> _ABOUT THIS EXERCISE_
Find where "the white book" occurs in the data below, and retype that line and every later line exactly.

+++ EXTRACTED DATA

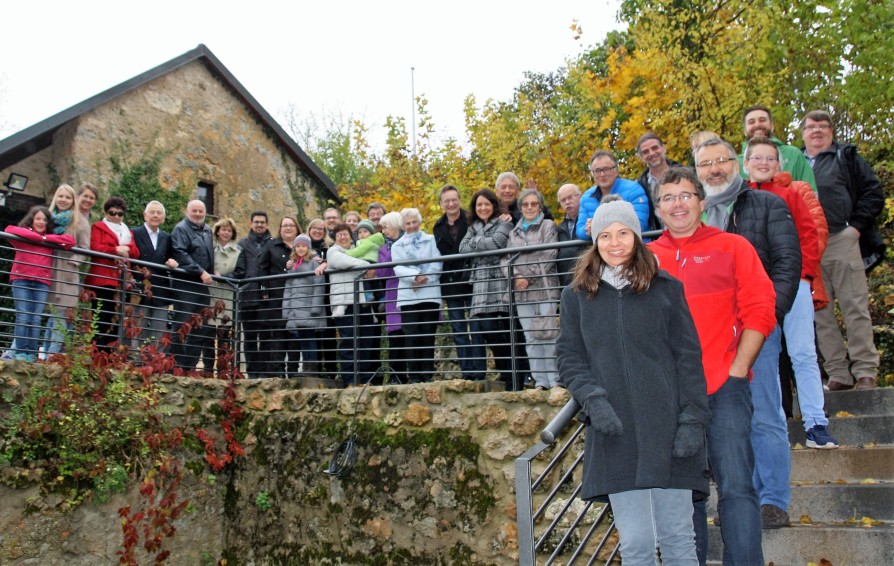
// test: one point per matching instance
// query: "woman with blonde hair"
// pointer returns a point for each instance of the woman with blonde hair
(66, 286)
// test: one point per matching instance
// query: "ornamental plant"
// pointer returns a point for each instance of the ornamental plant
(98, 427)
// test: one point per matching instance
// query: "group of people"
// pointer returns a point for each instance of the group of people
(670, 346)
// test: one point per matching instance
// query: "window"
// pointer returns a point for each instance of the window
(205, 193)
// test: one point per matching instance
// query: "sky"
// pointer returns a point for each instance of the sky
(346, 58)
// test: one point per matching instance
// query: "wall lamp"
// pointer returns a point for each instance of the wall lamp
(15, 182)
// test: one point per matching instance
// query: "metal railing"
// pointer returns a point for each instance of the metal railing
(455, 345)
(553, 522)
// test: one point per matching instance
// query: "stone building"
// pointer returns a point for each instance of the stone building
(213, 139)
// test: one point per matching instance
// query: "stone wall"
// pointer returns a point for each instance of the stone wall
(433, 481)
(205, 133)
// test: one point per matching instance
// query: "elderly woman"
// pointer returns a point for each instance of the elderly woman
(226, 254)
(418, 293)
(109, 236)
(398, 348)
(535, 285)
(489, 230)
(630, 356)
(66, 286)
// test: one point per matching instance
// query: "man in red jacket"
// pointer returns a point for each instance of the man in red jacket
(762, 165)
(733, 305)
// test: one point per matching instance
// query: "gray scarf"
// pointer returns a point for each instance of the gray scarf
(717, 206)
(614, 276)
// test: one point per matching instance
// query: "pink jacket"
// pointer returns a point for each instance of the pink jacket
(34, 261)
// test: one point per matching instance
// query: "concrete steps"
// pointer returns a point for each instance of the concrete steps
(833, 490)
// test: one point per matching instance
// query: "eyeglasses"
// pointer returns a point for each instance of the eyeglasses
(712, 162)
(670, 199)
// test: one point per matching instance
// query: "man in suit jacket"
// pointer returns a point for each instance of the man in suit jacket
(155, 247)
(194, 252)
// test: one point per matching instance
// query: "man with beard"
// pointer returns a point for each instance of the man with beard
(194, 252)
(765, 221)
(759, 122)
(604, 170)
(653, 153)
(449, 231)
(852, 198)
(253, 313)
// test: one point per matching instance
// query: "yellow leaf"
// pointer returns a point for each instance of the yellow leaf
(867, 522)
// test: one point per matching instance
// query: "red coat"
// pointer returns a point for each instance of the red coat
(34, 262)
(106, 272)
(727, 291)
(810, 221)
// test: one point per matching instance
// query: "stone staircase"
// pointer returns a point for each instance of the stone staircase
(833, 490)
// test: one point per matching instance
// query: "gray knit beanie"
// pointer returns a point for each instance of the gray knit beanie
(614, 209)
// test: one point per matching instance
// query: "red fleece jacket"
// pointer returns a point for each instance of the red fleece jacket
(727, 291)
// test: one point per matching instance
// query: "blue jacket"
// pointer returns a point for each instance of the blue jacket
(631, 191)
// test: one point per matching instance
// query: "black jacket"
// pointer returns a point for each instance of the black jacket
(247, 266)
(194, 251)
(455, 274)
(764, 219)
(567, 257)
(847, 202)
(162, 252)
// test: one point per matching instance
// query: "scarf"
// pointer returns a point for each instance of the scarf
(614, 276)
(526, 224)
(61, 219)
(717, 206)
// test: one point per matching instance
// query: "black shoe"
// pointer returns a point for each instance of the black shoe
(773, 517)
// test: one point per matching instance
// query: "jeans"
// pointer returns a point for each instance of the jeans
(56, 329)
(655, 518)
(732, 462)
(769, 434)
(541, 353)
(801, 347)
(469, 344)
(30, 299)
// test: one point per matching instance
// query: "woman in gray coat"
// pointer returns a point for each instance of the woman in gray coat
(629, 353)
(304, 303)
(489, 230)
(535, 285)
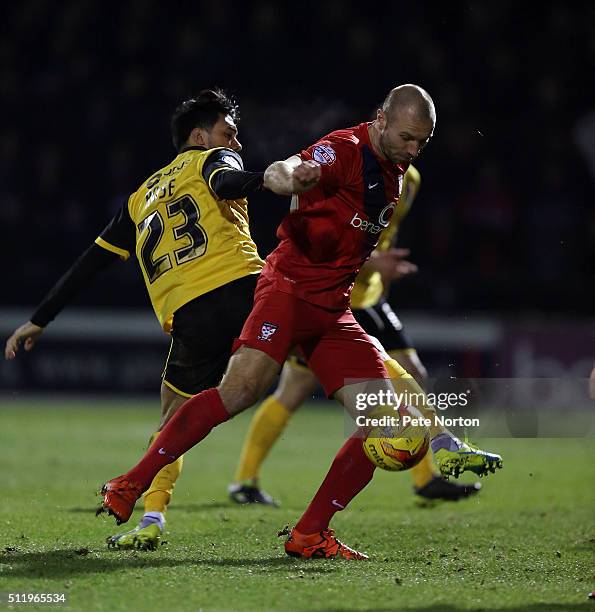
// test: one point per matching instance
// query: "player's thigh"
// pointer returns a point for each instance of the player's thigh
(203, 334)
(297, 383)
(170, 403)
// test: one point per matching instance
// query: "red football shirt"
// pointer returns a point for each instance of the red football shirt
(332, 229)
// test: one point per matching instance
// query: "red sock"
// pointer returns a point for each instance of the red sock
(192, 422)
(350, 472)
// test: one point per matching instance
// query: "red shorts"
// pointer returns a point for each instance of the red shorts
(332, 342)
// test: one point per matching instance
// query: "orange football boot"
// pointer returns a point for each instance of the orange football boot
(320, 545)
(119, 497)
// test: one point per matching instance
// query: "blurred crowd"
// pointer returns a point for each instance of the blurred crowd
(504, 220)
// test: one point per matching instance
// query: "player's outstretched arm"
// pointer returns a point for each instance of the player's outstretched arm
(292, 176)
(28, 333)
(94, 259)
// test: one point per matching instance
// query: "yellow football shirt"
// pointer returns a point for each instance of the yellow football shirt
(187, 241)
(368, 288)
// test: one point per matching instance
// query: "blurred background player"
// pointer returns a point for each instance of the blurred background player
(348, 183)
(372, 311)
(188, 226)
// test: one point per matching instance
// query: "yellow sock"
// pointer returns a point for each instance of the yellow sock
(424, 471)
(267, 424)
(158, 495)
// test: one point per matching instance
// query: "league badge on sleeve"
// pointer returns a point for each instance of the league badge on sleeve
(232, 161)
(324, 154)
(266, 331)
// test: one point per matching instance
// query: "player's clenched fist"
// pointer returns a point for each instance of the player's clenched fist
(29, 332)
(305, 176)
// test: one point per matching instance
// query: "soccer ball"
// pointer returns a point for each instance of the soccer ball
(401, 452)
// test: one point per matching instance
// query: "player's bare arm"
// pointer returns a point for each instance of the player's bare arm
(291, 176)
(79, 276)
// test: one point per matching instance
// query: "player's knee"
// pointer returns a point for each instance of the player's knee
(240, 394)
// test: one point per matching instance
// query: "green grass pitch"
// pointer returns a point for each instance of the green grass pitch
(525, 543)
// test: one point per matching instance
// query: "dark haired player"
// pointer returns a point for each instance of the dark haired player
(348, 183)
(187, 224)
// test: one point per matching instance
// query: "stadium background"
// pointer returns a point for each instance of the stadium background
(503, 229)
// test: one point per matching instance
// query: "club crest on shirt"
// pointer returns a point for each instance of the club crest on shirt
(266, 331)
(324, 154)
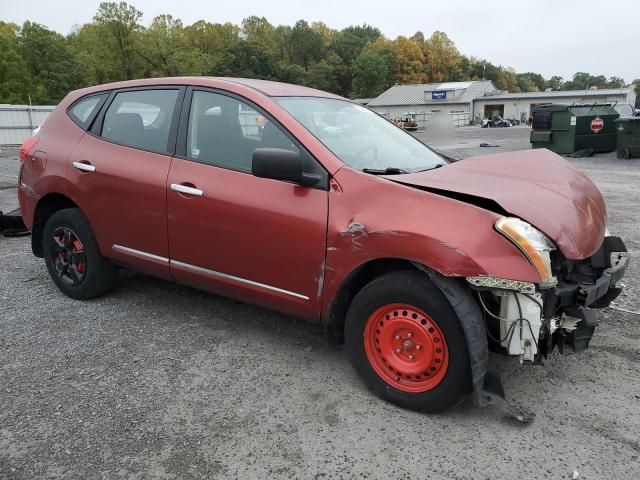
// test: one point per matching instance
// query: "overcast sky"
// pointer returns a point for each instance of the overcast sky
(551, 37)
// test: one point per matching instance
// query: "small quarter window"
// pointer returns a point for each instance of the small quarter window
(82, 111)
(141, 119)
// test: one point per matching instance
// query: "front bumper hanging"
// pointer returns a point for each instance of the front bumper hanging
(583, 288)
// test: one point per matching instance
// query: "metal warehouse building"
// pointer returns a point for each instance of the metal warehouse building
(422, 100)
(468, 102)
(520, 105)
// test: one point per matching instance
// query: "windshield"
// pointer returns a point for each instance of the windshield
(359, 137)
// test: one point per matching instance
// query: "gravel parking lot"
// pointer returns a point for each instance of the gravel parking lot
(157, 380)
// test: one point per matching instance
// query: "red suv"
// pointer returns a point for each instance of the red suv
(307, 203)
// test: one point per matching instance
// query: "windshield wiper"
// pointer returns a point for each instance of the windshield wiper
(437, 165)
(386, 171)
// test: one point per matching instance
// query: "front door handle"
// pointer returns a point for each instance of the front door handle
(84, 166)
(177, 187)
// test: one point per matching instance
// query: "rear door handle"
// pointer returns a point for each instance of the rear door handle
(85, 167)
(196, 192)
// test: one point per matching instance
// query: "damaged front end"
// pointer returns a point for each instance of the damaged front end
(530, 321)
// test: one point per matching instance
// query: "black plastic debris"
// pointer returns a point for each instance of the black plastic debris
(11, 224)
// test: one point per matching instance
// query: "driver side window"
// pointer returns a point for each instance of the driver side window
(224, 132)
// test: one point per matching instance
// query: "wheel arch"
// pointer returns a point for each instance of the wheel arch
(47, 206)
(454, 289)
(359, 277)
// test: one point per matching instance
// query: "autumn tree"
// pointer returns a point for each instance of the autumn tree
(121, 21)
(370, 73)
(53, 69)
(15, 80)
(408, 60)
(305, 45)
(442, 58)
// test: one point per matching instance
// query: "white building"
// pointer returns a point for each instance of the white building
(18, 121)
(468, 102)
(520, 105)
(455, 98)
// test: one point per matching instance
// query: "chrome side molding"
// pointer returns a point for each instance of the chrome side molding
(225, 276)
(205, 271)
(139, 253)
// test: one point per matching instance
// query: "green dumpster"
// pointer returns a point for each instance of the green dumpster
(628, 136)
(569, 128)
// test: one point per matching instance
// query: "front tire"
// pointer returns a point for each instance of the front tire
(405, 341)
(73, 258)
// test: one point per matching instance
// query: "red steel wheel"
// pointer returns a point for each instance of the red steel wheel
(406, 348)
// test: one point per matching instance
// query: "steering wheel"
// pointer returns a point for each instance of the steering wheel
(358, 154)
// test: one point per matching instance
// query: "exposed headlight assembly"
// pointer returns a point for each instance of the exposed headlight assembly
(532, 243)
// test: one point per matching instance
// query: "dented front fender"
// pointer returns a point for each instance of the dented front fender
(372, 218)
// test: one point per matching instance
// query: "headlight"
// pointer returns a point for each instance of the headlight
(533, 243)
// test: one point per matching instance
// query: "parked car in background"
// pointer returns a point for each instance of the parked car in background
(625, 109)
(307, 203)
(406, 123)
(495, 122)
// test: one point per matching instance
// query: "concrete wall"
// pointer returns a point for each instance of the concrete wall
(519, 108)
(18, 121)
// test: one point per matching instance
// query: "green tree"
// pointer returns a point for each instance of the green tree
(408, 62)
(52, 66)
(15, 80)
(305, 45)
(291, 73)
(442, 58)
(555, 83)
(370, 75)
(164, 46)
(122, 21)
(258, 31)
(531, 82)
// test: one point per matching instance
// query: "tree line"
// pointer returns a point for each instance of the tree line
(41, 66)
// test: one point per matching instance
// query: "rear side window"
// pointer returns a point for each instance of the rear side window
(82, 112)
(225, 132)
(141, 119)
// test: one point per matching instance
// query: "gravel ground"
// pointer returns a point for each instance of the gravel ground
(157, 380)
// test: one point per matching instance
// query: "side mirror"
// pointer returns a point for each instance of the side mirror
(281, 164)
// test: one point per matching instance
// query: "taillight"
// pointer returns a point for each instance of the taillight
(26, 147)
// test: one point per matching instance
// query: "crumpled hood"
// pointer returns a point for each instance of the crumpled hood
(538, 186)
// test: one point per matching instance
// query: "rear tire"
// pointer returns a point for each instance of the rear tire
(387, 321)
(73, 258)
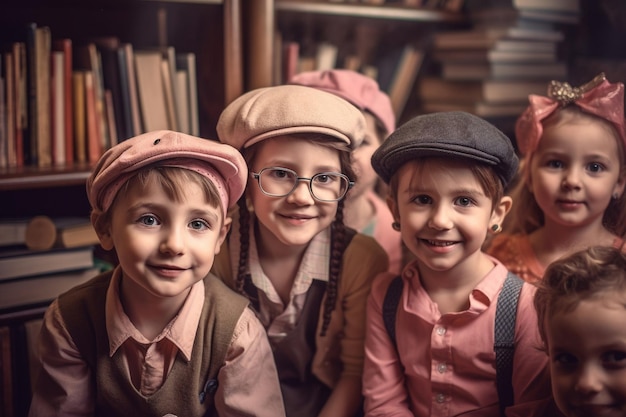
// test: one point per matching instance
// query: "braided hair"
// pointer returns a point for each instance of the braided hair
(339, 236)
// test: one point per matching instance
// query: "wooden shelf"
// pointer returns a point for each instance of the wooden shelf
(369, 11)
(35, 177)
(189, 1)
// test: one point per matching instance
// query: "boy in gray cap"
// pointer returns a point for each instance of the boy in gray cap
(158, 335)
(447, 173)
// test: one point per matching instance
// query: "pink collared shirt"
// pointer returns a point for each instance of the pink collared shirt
(449, 360)
(149, 362)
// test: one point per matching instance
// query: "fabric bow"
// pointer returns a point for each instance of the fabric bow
(598, 97)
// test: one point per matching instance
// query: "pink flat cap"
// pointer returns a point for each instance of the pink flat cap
(358, 89)
(287, 109)
(220, 163)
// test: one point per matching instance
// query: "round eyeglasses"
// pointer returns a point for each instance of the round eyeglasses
(280, 182)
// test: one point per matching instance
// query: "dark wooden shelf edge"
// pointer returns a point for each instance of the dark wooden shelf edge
(34, 177)
(369, 11)
(189, 1)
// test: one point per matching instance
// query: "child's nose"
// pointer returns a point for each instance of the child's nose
(440, 219)
(301, 194)
(589, 380)
(173, 241)
(571, 179)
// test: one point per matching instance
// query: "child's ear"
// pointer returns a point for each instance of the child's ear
(618, 190)
(393, 206)
(501, 209)
(223, 233)
(103, 230)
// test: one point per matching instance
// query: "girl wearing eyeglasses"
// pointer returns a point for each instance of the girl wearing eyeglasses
(305, 273)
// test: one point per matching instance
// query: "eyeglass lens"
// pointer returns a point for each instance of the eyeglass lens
(327, 186)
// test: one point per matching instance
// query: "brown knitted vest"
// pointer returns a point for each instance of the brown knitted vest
(189, 386)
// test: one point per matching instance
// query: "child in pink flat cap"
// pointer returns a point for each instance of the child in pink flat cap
(570, 191)
(365, 210)
(158, 335)
(305, 272)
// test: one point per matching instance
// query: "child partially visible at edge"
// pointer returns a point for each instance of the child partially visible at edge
(306, 273)
(158, 335)
(447, 173)
(581, 311)
(365, 209)
(570, 192)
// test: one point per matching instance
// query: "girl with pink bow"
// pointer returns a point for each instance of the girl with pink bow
(570, 189)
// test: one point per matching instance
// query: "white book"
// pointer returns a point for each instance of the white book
(58, 107)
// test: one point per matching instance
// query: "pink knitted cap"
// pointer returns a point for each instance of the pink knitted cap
(222, 164)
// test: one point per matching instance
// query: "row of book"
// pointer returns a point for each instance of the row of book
(63, 102)
(395, 71)
(41, 257)
(510, 52)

++++++

> _YOUR SOLUTION_
// pointer returns a point for each instance of the white book
(58, 107)
// test: one point per matching instance
// query: "pink knitted cap"
// pointer returns a point for each instance of the pink knitted cap
(222, 164)
// test: one point per matching instance
// query: "row of book"
// pointer returns a point for each instance of the row of book
(63, 102)
(395, 71)
(41, 257)
(510, 52)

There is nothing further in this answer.